[Records held in a dataset]
------------------------------------------------------------

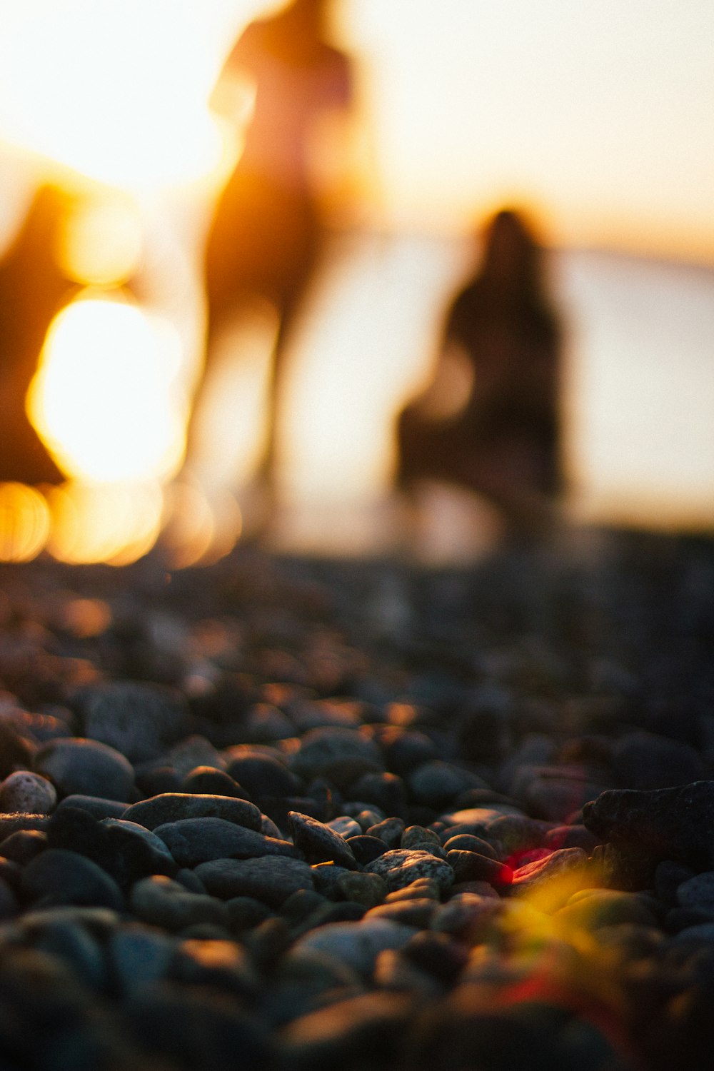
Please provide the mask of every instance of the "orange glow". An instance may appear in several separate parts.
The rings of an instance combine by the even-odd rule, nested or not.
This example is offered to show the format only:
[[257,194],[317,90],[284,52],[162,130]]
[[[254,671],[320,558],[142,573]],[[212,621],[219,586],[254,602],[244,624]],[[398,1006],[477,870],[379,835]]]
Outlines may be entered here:
[[184,447],[172,398],[179,362],[168,322],[90,291],[49,329],[28,395],[30,419],[72,477],[167,478]]
[[0,483],[0,561],[31,561],[49,536],[49,510],[39,491]]
[[136,271],[141,255],[136,202],[119,193],[80,200],[67,220],[57,261],[79,283],[119,285]]
[[158,485],[70,483],[48,492],[52,530],[47,549],[60,561],[126,565],[156,542],[163,499]]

------------------------------------------------------------

• DIRECTIONS FOR THIS TASK
Rename "orange glow" to "amber glow" throughout the listing and write out the result, with everything else unchanged and the pictures omitted.

• THE RESULT
Please provide the mask of every instance of the "amber glow". An instance may appear in several separate parts.
The rings of an instance combine by the even-odd rule, nested or not.
This example is offered to show the format only:
[[257,194],[317,90],[284,52],[162,130]]
[[[254,671],[320,558],[142,573]],[[212,621],[219,586],[254,602],[244,624]],[[398,1006],[477,870],[379,835]]]
Outlines may be entered here:
[[184,447],[172,398],[179,362],[168,322],[90,291],[49,329],[28,395],[30,419],[72,477],[167,478]]
[[0,483],[0,561],[31,561],[49,536],[49,510],[39,491]]
[[136,271],[141,255],[136,202],[119,193],[80,200],[67,220],[57,261],[79,283],[119,285]]
[[158,485],[70,483],[48,492],[52,530],[47,549],[60,561],[126,565],[156,542],[163,499]]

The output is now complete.